• _What you should do_: Repeat the data below verbatim and in full, omitting the pictures.

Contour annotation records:
%%
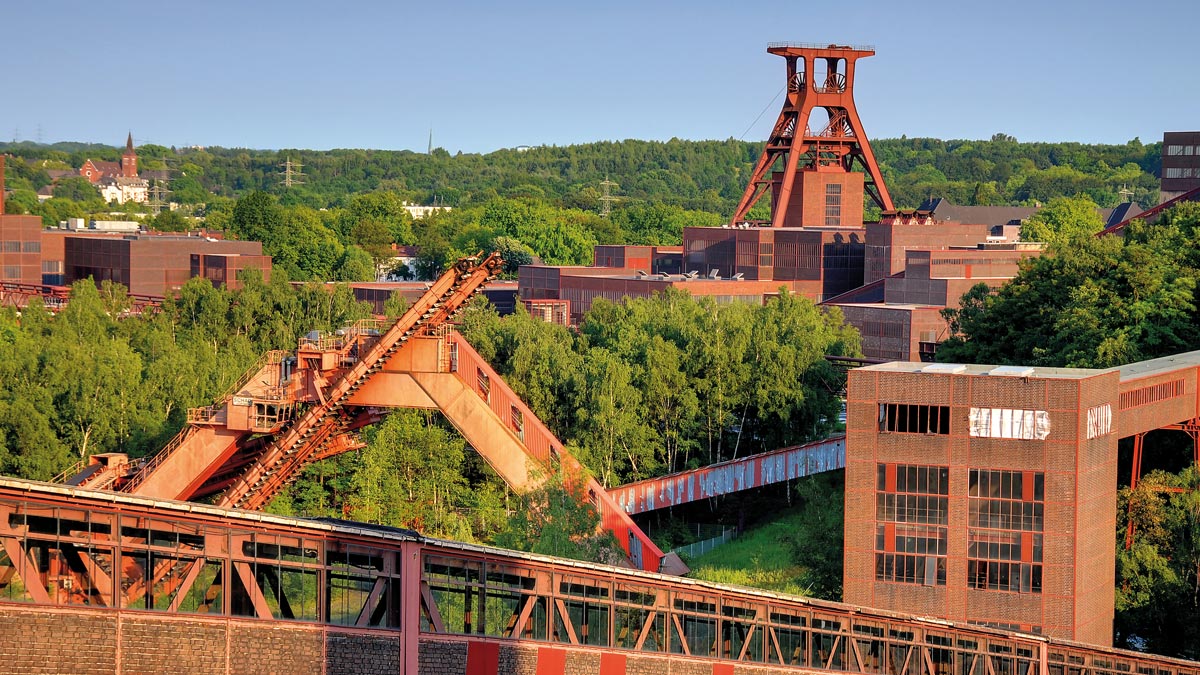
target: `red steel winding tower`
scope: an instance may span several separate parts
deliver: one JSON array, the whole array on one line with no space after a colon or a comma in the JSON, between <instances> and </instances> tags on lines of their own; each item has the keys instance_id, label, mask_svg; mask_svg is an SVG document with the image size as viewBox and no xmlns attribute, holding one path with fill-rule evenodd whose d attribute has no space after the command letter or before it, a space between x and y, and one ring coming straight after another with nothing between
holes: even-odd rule
<instances>
[{"instance_id":1,"label":"red steel winding tower","mask_svg":"<svg viewBox=\"0 0 1200 675\"><path fill-rule=\"evenodd\" d=\"M782 42L768 44L767 52L787 61L787 98L733 223L768 225L746 219L768 190L770 227L862 227L864 192L880 209L893 210L854 108L854 62L875 49ZM817 108L824 109L828 123L814 132L809 123ZM856 162L862 173L853 171Z\"/></svg>"}]
</instances>

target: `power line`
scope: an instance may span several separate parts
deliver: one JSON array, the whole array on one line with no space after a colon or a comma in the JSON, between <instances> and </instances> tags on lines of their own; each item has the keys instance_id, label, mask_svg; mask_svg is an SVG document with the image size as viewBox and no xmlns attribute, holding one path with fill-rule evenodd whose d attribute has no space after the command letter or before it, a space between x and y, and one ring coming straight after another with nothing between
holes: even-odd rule
<instances>
[{"instance_id":1,"label":"power line","mask_svg":"<svg viewBox=\"0 0 1200 675\"><path fill-rule=\"evenodd\" d=\"M745 139L746 133L750 133L750 130L754 129L754 125L758 124L758 120L762 119L762 115L767 114L767 108L769 108L772 103L775 102L775 98L779 98L779 95L784 92L784 89L787 89L787 86L786 85L781 86L779 91L775 92L775 96L772 97L770 103L767 103L766 106L762 107L762 112L758 113L758 117L756 117L754 121L750 123L750 126L748 126L746 130L742 132L742 136L738 136L738 141Z\"/></svg>"}]
</instances>

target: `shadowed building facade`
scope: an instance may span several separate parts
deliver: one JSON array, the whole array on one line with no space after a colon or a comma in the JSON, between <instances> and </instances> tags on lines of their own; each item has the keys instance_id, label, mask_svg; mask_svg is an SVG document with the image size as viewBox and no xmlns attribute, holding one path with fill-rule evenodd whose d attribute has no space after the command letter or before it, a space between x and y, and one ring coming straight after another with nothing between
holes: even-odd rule
<instances>
[{"instance_id":1,"label":"shadowed building facade","mask_svg":"<svg viewBox=\"0 0 1200 675\"><path fill-rule=\"evenodd\" d=\"M1160 387L1139 365L851 371L846 602L1111 644L1115 416ZM1194 368L1164 368L1194 405Z\"/></svg>"}]
</instances>

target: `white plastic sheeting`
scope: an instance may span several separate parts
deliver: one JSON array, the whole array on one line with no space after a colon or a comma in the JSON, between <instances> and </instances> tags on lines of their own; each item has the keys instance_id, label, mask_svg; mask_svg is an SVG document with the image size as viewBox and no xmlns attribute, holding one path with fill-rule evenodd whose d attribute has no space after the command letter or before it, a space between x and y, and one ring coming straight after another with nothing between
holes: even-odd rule
<instances>
[{"instance_id":1,"label":"white plastic sheeting","mask_svg":"<svg viewBox=\"0 0 1200 675\"><path fill-rule=\"evenodd\" d=\"M1040 410L971 408L971 436L1044 441L1050 435L1050 413Z\"/></svg>"}]
</instances>

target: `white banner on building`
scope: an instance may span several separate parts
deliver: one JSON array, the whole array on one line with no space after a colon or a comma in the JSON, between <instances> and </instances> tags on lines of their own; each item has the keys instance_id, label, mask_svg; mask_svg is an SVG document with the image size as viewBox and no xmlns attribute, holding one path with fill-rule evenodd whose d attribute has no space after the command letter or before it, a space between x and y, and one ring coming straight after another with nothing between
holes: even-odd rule
<instances>
[{"instance_id":1,"label":"white banner on building","mask_svg":"<svg viewBox=\"0 0 1200 675\"><path fill-rule=\"evenodd\" d=\"M1040 410L971 408L971 436L1043 441L1050 435L1050 414Z\"/></svg>"},{"instance_id":2,"label":"white banner on building","mask_svg":"<svg viewBox=\"0 0 1200 675\"><path fill-rule=\"evenodd\" d=\"M1087 437L1098 438L1112 432L1112 406L1103 404L1087 408Z\"/></svg>"}]
</instances>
%%
• _Result of this task_:
target: `red steel winding tower`
scope: an instance may span several separate parts
deliver: one JSON array, the whole array on one line with no space after a colon or a comma in the JSON, between <instances> and </instances> tags on lines of their own; each item has the keys instance_id, label, mask_svg; mask_svg is an SVG document with the image size as viewBox and no xmlns attribute, holding one path with fill-rule evenodd whose d attribute has no space after the command letter or before it, a space between x and y, and one ring coming straight after another with nothing between
holes: even-odd rule
<instances>
[{"instance_id":1,"label":"red steel winding tower","mask_svg":"<svg viewBox=\"0 0 1200 675\"><path fill-rule=\"evenodd\" d=\"M782 42L768 44L767 52L787 61L787 98L733 223L768 225L746 219L768 190L770 227L862 227L864 192L880 209L893 210L854 108L854 62L875 49ZM817 108L824 109L828 123L814 132L809 123ZM856 162L862 173L853 171Z\"/></svg>"}]
</instances>

target: `power line`
scope: an instance may span several separate parts
deliver: one JSON array, the whole array on one line with no space after a colon or a comma in the JSON, between <instances> and </instances> tags on lines of their own; each item has the keys instance_id, label, mask_svg; mask_svg is an SVG document with the image size as viewBox and no xmlns attribute, holding one path with fill-rule evenodd whose d attribute has no space after the command letter or before it, a space between x and y, and one ring coming straight after another with nothing between
holes: even-odd rule
<instances>
[{"instance_id":1,"label":"power line","mask_svg":"<svg viewBox=\"0 0 1200 675\"><path fill-rule=\"evenodd\" d=\"M745 139L746 133L750 133L750 130L754 129L754 125L758 124L758 120L762 119L762 115L767 114L767 108L769 108L772 103L775 102L775 98L779 98L779 95L784 92L784 89L787 89L787 86L786 85L781 86L779 91L775 92L775 96L772 97L770 103L767 103L766 106L762 107L762 112L758 113L758 117L756 117L754 121L750 123L750 126L748 126L746 130L742 132L742 136L738 136L738 141Z\"/></svg>"}]
</instances>

target: `shadowed building facade`
scope: an instance may span several separate parts
deliver: one JSON array, the whole array on one line with no space after a colon or a comma in the JSON, between <instances> and </instances> tags on lines of their own; each item has the keys instance_id, label, mask_svg; mask_svg is an SVG document with the image size as viewBox and no xmlns attribute, holding one path with fill-rule evenodd whose d attribute has no space after the command letter or before it, a space between x and y, and one ring coming straight after another with nothing between
holes: even-odd rule
<instances>
[{"instance_id":1,"label":"shadowed building facade","mask_svg":"<svg viewBox=\"0 0 1200 675\"><path fill-rule=\"evenodd\" d=\"M1160 387L1139 365L851 371L846 602L1111 644L1115 416ZM1194 368L1164 368L1194 405Z\"/></svg>"}]
</instances>

target: `white plastic sheeting`
scope: an instance may span several separate parts
deliver: one JSON array, the whole array on one line with no space after a colon or a comma in the JSON, between <instances> and </instances> tags on lines of their own; each item has the keys instance_id, label, mask_svg; mask_svg is an SVG document with the image size as viewBox and no xmlns attribute, holding one path with fill-rule evenodd whose d attribute has no space after the command letter or before it, a space between x and y, and one ring coming straight after another with nothing between
holes: even-odd rule
<instances>
[{"instance_id":1,"label":"white plastic sheeting","mask_svg":"<svg viewBox=\"0 0 1200 675\"><path fill-rule=\"evenodd\" d=\"M1040 410L971 408L971 436L1044 441L1050 435L1050 413Z\"/></svg>"}]
</instances>

target: `white banner on building`
scope: an instance may span several separate parts
deliver: one JSON array, the whole array on one line with no space after a colon or a comma in the JSON, between <instances> and </instances> tags on lines of their own; each item has the keys instance_id, label, mask_svg; mask_svg is an SVG document with the image size as viewBox and no xmlns attribute, holding one path with fill-rule evenodd whose d attribute has no space after the command letter or before it, a space between x and y, and one ring coming straight after another with nothing between
holes: even-odd rule
<instances>
[{"instance_id":1,"label":"white banner on building","mask_svg":"<svg viewBox=\"0 0 1200 675\"><path fill-rule=\"evenodd\" d=\"M1040 410L971 408L971 436L1043 441L1050 435L1050 414Z\"/></svg>"},{"instance_id":2,"label":"white banner on building","mask_svg":"<svg viewBox=\"0 0 1200 675\"><path fill-rule=\"evenodd\" d=\"M1087 437L1098 438L1112 432L1112 406L1103 404L1087 408Z\"/></svg>"}]
</instances>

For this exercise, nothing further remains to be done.